**GIVEN TASK A:** Return, unchanged, the part of the entries that opens with the line containing "Tag the bauer" and runs through the last line of the entries.

- Born: Jeanne Josephine Spallarossa 8 May 1851 Brive-la-Gaillarde, France
- Died: 20 February 1920 (aged 68) Paris, France
- Other names: Bernard La Roche, Mrs. Bernard de Laroche, Bernard de Laroche, Mrs. Alexandre Bernhardt
- Occupations: Writer, newspaper editor-in-chief, and comics creator
- Spouse: Alexandre Bernhardt
- Children: Suzanne Rivière

= Jacqueline Rivière =

Pseudonym of French writer Jeanne Spallarossa

Jacqueline Rivière (8 May 1851 – 20 February 1920) was the pseudonym of a French writer, newspaper editor-in-chief and creator of the successful comic strip Bécassine.

Born Jeanne Josephine Spallarossa, 8 May 1851 in Brive-la-Gaillarde, France, she signed her first novels under the pseudonyms Bernard La Roche, Mrs. Bernard de Laroche, Bernard de Laroche or Mrs. Alexandre Bernhardt. In 1902, she adopted the pen name of Jacqueline Rivière, by which she has become most widely known.

== Personal life ==
Jeanne Josephine's father was Jean Baptiste Spallarossa, an officer from Bastia on the French island of Corsica who was a Legion of Honor recipient. He married Elisabeth Marie Martine de Gilbert de Merlhiac in 1848. Jeanne Josephine had four siblings, brothers Nicolas Guillaume (b. Blois, 1849) and Edouard Jean Charles (b. Paris, 1863) and sisters Marie Elisabeth Augustine and Aimable Elizabeth Angèle (b. Colmar, 1854). Their father died in 1863.

On 7 June 1887 in Vincennes, France, Jeanne Josephine married a civil engineer and general insurance inspector Alexandre Bernhardt (b. 1832, Paris). Their daughter, named Suzanne (b. 1882), was five years old at the time. The couple divorced in 1899. (Their daughter also became a writer and published her work under the pseudonyms of Arlette de Maillane or Suzanne Rivière.)

**GIVEN TASK B:** Retype the part of the Jacqueline Rivière biography that opens with the words containing "Jacqueline Rivière (8" and closes with "comic strip Bécassine.", keeping every character as it stands.

**PROVIDED RECORDS:**
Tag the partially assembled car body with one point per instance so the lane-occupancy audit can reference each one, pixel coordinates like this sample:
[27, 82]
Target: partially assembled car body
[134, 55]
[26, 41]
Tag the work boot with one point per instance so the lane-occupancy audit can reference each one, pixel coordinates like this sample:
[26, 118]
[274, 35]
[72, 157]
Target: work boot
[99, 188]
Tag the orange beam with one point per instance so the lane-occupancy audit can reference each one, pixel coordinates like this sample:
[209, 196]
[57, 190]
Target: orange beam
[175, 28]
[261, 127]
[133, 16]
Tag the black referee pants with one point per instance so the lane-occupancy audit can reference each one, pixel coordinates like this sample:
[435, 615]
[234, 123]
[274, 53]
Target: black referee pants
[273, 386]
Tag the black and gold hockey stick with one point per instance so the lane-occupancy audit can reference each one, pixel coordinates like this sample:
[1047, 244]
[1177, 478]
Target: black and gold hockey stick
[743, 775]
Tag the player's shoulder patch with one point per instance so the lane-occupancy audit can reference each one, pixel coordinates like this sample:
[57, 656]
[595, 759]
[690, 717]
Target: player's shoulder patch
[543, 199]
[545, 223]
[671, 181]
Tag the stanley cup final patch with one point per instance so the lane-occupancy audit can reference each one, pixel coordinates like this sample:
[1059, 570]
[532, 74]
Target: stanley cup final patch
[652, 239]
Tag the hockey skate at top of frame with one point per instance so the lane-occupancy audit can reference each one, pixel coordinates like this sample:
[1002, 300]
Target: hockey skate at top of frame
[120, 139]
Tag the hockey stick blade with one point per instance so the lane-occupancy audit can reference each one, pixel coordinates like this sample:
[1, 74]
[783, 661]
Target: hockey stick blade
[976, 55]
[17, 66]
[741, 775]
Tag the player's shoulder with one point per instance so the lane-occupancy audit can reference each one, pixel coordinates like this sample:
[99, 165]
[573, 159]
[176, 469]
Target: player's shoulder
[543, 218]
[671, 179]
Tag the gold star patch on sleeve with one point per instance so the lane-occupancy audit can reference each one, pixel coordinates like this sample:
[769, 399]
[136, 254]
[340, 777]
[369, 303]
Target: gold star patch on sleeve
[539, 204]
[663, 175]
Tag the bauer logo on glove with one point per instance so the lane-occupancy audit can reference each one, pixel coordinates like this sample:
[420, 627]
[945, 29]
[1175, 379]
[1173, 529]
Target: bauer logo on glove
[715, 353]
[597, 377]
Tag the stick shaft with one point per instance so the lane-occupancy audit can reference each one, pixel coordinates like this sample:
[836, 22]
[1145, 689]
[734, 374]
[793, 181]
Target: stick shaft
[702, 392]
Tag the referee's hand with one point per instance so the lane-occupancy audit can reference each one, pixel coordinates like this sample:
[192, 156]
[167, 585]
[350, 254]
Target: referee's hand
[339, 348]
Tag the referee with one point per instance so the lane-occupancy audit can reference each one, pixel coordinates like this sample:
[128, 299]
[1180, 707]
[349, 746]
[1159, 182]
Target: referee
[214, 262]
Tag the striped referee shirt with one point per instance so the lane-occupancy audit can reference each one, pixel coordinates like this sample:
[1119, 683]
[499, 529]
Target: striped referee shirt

**EXERCISE OUTPUT A:**
Tag the bauer logo on glove with one point per instance so the lane-occupancy audit can reference each one, pixel coordinates like this sample:
[420, 627]
[945, 29]
[1175, 379]
[1173, 529]
Target: bauer logo on glove
[715, 353]
[597, 377]
Tag the stick shaft with one point per instance so the lane-occupancy audit can reference each one, pixel coordinates like this sample:
[836, 22]
[1145, 689]
[734, 374]
[793, 181]
Target: stick shaft
[702, 392]
Tag the referee's hand with one point per instance so the lane-occupancy audit can reference each one, pixel coordinates like this sample:
[192, 156]
[167, 585]
[350, 254]
Target: referee's hand
[339, 348]
Tag the referee with one point per instance so the lane-occupancy audit can reference each one, pixel coordinates like this sample:
[128, 299]
[1180, 707]
[349, 746]
[1159, 182]
Target: referee
[214, 262]
Tag the striped referee shirt with one point per instance so the lane-occupancy audit can reference each one, pixel coordinates like this sample:
[1119, 683]
[499, 529]
Target: striped referee shirt

**EXERCISE OUTPUT B:**
Jacqueline Rivière (8 May 1851 – 20 February 1920) was the pseudonym of a French writer, newspaper editor-in-chief and creator of the successful comic strip Bécassine.